The problem:
Scan the entries below, and for each line that includes the word "woman", make a copy.

(Dataset records)
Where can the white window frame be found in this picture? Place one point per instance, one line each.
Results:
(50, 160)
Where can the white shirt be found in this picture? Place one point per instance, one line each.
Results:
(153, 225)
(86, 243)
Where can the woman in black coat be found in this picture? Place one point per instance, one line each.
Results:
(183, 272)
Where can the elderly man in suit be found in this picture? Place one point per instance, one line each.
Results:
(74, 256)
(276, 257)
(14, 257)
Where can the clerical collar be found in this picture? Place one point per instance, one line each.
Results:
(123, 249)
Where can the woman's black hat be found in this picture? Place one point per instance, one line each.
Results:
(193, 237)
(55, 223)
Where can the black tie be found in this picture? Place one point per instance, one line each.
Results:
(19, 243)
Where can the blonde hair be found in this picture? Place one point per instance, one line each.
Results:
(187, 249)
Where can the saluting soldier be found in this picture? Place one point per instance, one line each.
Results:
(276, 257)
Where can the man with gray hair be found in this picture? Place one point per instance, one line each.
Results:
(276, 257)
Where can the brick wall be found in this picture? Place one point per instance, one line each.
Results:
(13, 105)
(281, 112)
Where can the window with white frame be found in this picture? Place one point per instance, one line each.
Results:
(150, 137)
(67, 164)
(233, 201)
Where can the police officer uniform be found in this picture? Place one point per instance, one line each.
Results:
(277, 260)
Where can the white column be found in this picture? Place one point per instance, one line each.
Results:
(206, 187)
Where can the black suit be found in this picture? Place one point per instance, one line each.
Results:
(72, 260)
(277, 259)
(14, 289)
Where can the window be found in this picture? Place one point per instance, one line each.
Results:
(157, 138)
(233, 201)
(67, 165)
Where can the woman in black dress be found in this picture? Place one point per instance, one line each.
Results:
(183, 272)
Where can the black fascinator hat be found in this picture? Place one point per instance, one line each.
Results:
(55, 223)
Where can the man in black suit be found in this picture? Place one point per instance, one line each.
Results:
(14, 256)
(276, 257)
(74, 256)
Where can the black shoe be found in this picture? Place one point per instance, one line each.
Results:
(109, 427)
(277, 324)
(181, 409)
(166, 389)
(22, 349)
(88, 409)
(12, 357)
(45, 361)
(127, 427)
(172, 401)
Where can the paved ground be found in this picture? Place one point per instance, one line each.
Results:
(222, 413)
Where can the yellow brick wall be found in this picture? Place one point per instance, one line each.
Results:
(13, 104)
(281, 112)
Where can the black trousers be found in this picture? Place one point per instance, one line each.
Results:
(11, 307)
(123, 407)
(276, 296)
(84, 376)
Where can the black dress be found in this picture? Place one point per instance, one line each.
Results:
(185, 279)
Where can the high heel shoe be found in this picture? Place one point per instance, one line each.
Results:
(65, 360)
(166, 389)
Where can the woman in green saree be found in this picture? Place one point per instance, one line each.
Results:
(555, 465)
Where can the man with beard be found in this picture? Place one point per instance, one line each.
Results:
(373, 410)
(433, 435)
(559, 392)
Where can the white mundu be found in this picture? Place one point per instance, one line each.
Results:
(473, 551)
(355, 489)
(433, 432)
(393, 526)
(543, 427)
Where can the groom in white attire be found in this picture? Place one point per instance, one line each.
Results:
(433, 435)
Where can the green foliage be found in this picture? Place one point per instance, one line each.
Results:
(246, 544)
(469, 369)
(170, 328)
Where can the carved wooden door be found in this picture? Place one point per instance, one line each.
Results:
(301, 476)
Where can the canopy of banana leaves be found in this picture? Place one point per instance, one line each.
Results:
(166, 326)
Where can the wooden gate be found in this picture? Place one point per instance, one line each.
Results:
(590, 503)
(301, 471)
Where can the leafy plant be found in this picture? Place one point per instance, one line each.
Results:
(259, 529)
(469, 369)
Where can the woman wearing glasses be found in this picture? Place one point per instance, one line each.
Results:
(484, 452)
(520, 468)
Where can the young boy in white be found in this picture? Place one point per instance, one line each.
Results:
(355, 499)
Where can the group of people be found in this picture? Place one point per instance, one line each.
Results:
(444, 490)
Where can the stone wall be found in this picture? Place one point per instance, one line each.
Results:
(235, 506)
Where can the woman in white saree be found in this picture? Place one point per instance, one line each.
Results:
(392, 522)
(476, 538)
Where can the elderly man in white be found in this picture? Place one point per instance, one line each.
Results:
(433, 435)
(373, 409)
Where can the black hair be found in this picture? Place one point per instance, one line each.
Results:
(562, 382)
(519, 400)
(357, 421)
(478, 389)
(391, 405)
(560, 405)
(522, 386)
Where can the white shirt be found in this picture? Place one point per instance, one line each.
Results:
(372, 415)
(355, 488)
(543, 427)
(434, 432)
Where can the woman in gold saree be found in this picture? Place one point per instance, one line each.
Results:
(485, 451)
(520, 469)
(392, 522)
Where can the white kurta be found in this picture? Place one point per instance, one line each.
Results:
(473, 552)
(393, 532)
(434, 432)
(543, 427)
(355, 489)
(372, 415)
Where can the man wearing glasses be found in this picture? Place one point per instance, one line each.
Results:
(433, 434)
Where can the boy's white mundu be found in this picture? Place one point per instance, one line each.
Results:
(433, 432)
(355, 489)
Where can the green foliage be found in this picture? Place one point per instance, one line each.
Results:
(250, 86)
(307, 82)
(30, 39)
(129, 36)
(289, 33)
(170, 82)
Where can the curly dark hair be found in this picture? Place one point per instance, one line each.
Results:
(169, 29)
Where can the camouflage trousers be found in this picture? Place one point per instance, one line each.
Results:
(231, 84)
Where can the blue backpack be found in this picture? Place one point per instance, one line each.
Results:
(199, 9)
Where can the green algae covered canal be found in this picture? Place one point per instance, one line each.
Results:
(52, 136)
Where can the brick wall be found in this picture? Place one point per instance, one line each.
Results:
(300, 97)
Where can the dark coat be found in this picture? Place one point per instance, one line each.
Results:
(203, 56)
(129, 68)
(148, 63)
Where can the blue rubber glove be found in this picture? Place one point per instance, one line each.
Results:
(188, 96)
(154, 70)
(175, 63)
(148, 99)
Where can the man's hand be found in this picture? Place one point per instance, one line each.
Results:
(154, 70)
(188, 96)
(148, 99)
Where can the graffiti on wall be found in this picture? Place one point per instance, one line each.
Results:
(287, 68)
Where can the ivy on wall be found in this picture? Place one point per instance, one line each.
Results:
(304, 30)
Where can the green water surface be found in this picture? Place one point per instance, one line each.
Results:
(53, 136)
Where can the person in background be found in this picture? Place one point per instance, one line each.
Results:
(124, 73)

Solution to this exercise:
Where can the woman in black coat be found in this picture? Place one point per instance, one line each.
Where can the woman's black hat be found in this picture? Place one point per instance, one line each.
Where can the woman in black dress be found in this picture? Place one point per instance, one line each.
Where can the woman in green saree be found in this picture? Place one point per instance, one line each.
Where can the woman wearing glasses be found in this picture? Place one point per instance, one line each.
Where can the woman in white saree be found in this picture? Place one point per instance, one line each.
Where can the woman in gold saree be found in this picture? Place one point per instance, one line each.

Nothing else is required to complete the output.